> **What the exercise asks**
Count the lines in the entries below that contain the string "sleeve", matching case exactly, and reply with the number alone.

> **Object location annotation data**

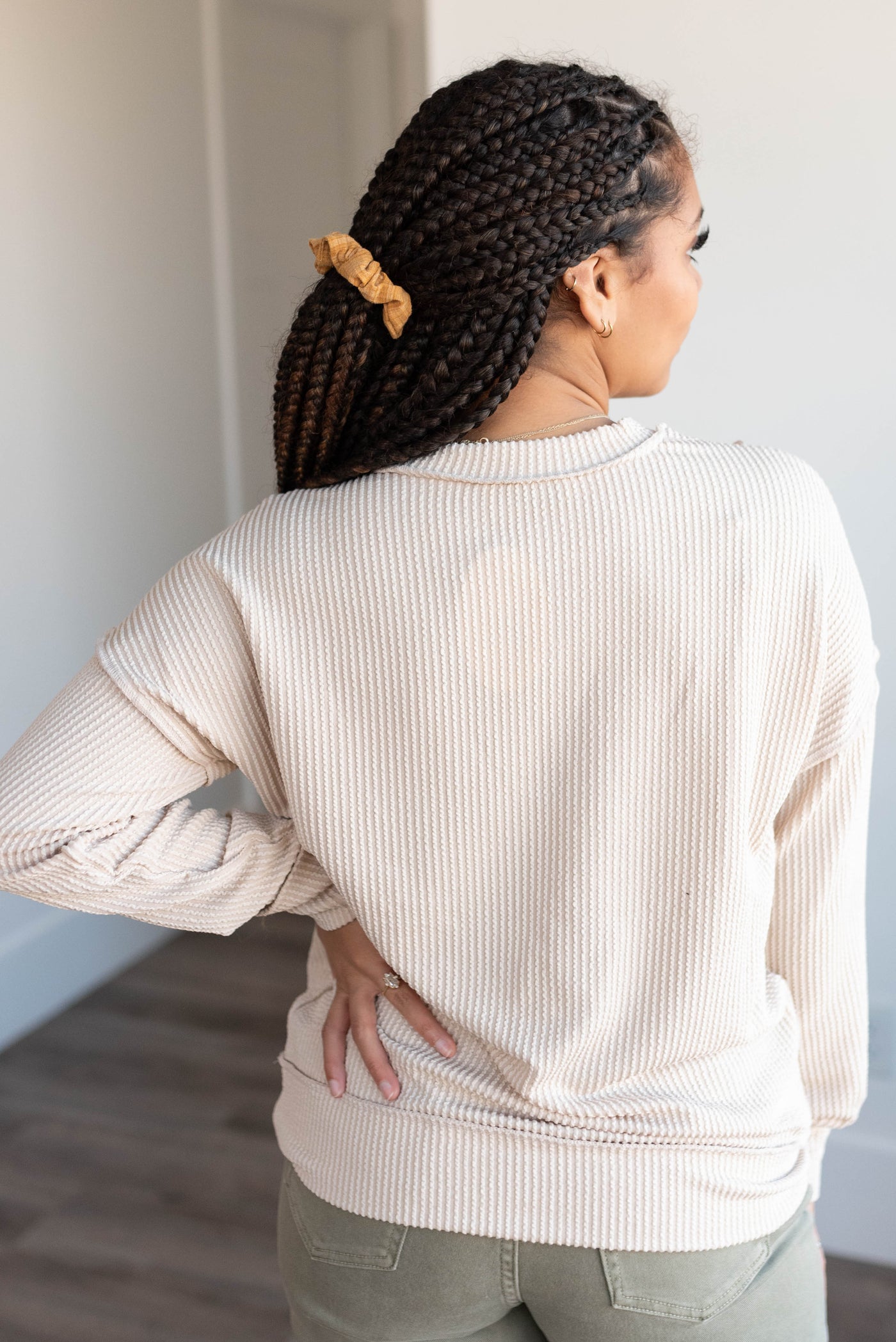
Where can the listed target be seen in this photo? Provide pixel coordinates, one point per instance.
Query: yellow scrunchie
(357, 265)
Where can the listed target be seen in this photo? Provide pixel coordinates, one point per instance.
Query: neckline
(534, 458)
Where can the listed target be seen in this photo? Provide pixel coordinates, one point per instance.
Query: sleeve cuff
(309, 891)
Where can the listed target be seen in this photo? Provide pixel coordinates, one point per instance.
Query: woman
(564, 726)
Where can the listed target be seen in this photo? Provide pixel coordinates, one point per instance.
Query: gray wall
(164, 164)
(793, 344)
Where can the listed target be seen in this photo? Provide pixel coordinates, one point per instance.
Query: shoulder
(777, 481)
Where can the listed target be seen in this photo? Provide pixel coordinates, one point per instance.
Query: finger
(336, 1028)
(364, 1031)
(417, 1015)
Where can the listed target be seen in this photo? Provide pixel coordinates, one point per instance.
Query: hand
(358, 968)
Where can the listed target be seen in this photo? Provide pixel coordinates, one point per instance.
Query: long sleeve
(93, 796)
(817, 932)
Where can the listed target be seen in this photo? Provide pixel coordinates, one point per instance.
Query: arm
(817, 929)
(93, 807)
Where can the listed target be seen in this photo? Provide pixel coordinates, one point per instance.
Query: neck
(560, 384)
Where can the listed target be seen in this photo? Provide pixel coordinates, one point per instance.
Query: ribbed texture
(581, 730)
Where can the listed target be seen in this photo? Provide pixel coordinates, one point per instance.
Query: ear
(596, 287)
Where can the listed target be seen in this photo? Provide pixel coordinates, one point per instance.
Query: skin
(573, 372)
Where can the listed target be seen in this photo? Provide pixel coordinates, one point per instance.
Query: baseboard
(855, 1210)
(58, 957)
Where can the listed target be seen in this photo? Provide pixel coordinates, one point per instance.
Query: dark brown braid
(499, 183)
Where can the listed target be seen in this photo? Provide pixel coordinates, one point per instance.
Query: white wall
(793, 344)
(163, 164)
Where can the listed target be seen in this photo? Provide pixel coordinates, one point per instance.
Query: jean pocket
(333, 1235)
(691, 1284)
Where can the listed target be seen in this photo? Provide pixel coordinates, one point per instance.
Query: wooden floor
(138, 1169)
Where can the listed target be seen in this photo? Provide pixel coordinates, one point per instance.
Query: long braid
(499, 182)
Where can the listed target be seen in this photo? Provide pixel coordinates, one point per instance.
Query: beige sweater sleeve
(93, 796)
(817, 931)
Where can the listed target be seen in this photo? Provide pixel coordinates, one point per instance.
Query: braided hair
(500, 182)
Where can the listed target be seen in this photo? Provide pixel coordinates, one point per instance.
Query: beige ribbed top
(581, 730)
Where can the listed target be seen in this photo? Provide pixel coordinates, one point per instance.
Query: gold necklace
(538, 433)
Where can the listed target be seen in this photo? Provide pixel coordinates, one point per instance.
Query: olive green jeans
(353, 1277)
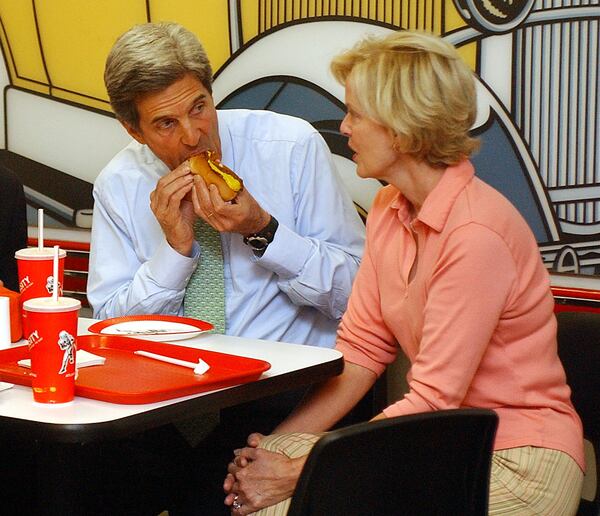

> **Exercise output**
3